Region labeling entries ->
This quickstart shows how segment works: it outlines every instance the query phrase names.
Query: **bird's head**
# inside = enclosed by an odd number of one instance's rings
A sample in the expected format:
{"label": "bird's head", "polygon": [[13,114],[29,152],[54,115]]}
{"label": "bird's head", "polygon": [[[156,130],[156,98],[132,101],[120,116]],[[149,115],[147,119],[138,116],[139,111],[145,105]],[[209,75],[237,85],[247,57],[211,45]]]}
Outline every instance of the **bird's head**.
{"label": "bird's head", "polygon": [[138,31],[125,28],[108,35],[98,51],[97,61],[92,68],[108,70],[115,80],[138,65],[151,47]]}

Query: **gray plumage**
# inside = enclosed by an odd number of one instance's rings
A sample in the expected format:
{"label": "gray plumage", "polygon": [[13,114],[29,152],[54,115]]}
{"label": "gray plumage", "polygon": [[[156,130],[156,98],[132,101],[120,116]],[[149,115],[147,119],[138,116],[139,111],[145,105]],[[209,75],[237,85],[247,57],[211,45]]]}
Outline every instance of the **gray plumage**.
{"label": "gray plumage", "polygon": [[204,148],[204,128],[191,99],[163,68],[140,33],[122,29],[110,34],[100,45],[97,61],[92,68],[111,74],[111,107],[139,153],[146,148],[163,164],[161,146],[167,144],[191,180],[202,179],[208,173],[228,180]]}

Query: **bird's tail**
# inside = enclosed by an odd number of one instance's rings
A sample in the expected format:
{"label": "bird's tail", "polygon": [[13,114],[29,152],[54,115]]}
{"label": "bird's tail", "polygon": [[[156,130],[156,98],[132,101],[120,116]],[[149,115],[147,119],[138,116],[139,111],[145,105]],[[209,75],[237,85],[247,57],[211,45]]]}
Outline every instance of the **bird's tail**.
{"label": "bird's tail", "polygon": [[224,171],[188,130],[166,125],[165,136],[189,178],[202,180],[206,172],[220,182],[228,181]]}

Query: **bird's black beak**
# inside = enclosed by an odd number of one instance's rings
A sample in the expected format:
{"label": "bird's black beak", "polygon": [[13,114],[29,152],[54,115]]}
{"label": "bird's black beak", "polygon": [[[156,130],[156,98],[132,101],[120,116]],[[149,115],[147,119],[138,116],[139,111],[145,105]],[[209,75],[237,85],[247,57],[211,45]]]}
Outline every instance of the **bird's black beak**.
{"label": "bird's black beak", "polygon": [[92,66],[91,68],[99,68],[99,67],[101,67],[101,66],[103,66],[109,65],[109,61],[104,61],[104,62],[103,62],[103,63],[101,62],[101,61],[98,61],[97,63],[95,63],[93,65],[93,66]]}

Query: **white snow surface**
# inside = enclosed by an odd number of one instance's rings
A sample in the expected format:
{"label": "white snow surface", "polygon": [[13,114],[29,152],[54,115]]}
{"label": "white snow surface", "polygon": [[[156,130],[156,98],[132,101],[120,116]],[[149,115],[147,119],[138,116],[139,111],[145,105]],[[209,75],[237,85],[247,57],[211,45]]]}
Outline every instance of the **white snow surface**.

Problem to work on ->
Please render all of the data above as a JSON list of strings, with one string per line and blank lines left out.

Answer to this problem ->
[
  "This quickstart shows how segment works: it outlines every instance the query phrase names.",
  "Query: **bird's head**",
  "# inside = enclosed by an odd number of one instance's rings",
  "A sample in the expected format:",
  "{\"label\": \"bird's head\", \"polygon\": [[13,114],[29,152],[54,115]]}",
  "{\"label\": \"bird's head\", \"polygon\": [[[156,130],[156,98],[132,101],[120,116]],[[149,115],[147,119],[138,116],[139,111],[145,105]],[[209,75],[237,85],[247,57],[211,45]]]}",
  "Outline every instance of the **bird's head**.",
  "{\"label\": \"bird's head\", \"polygon\": [[138,31],[125,28],[108,35],[98,51],[97,61],[92,68],[108,70],[115,80],[138,65],[151,47]]}",
  "Query: **gray plumage**",
  "# inside = enclosed by an odd number of one instance's rings",
  "A sample in the expected format:",
  "{\"label\": \"gray plumage\", \"polygon\": [[13,114],[29,152],[54,115]]}",
  "{\"label\": \"gray plumage\", \"polygon\": [[[156,130],[156,98],[132,101],[120,116]],[[149,115],[147,119],[138,116],[139,111],[145,105]],[[209,75],[237,85],[247,57],[211,45]]]}",
  "Outline every instance of the **gray plumage**.",
  "{\"label\": \"gray plumage\", \"polygon\": [[204,148],[204,128],[191,99],[163,68],[140,33],[122,29],[110,34],[100,45],[97,61],[92,68],[111,74],[111,107],[139,153],[146,148],[163,164],[161,146],[167,144],[191,180],[202,179],[208,173],[228,180]]}",
  "Query: **bird's tail**",
  "# inside = enclosed by an odd number of one instance's rings",
  "A sample in the expected format:",
  "{\"label\": \"bird's tail\", \"polygon\": [[13,114],[29,152],[54,115]]}",
  "{\"label\": \"bird's tail\", \"polygon\": [[[156,130],[156,98],[132,101],[120,116]],[[149,115],[147,119],[138,116],[139,111],[145,105]],[[209,75],[237,85],[247,57],[211,45]]]}",
  "Outline every instance of the **bird's tail**.",
  "{\"label\": \"bird's tail\", \"polygon\": [[224,171],[188,130],[166,125],[165,136],[189,178],[202,180],[206,172],[220,182],[228,181]]}",
  "Query: **bird's black beak**",
  "# inside = enclosed by an odd number of one instance's rings",
  "A sample in the expected format:",
  "{\"label\": \"bird's black beak\", \"polygon\": [[13,114],[29,152],[54,115]]}",
  "{\"label\": \"bird's black beak\", \"polygon\": [[[156,130],[156,98],[132,101],[120,116]],[[149,115],[147,119],[138,116],[139,111],[145,105]],[[209,75],[237,85],[247,57],[211,45]]]}",
  "Outline every instance of the **bird's black beak**.",
  "{\"label\": \"bird's black beak\", \"polygon\": [[92,66],[91,68],[99,68],[99,67],[101,67],[101,66],[103,66],[109,65],[109,61],[104,61],[104,62],[103,62],[103,63],[101,62],[101,61],[98,61],[97,63],[95,63],[93,65],[93,66]]}",
  "Query: **white snow surface**",
  "# inside = enclosed by an odd number of one instance's rings",
  "A sample in the expected format:",
  "{\"label\": \"white snow surface\", \"polygon\": [[13,114],[29,152],[54,115]]}",
  "{\"label\": \"white snow surface\", \"polygon\": [[[156,130],[156,98],[132,101],[120,116]],[[149,115],[147,119],[138,116],[139,111],[145,105]],[[209,75],[237,85],[247,57],[211,45]]]}",
  "Outline every instance of the **white snow surface**."
]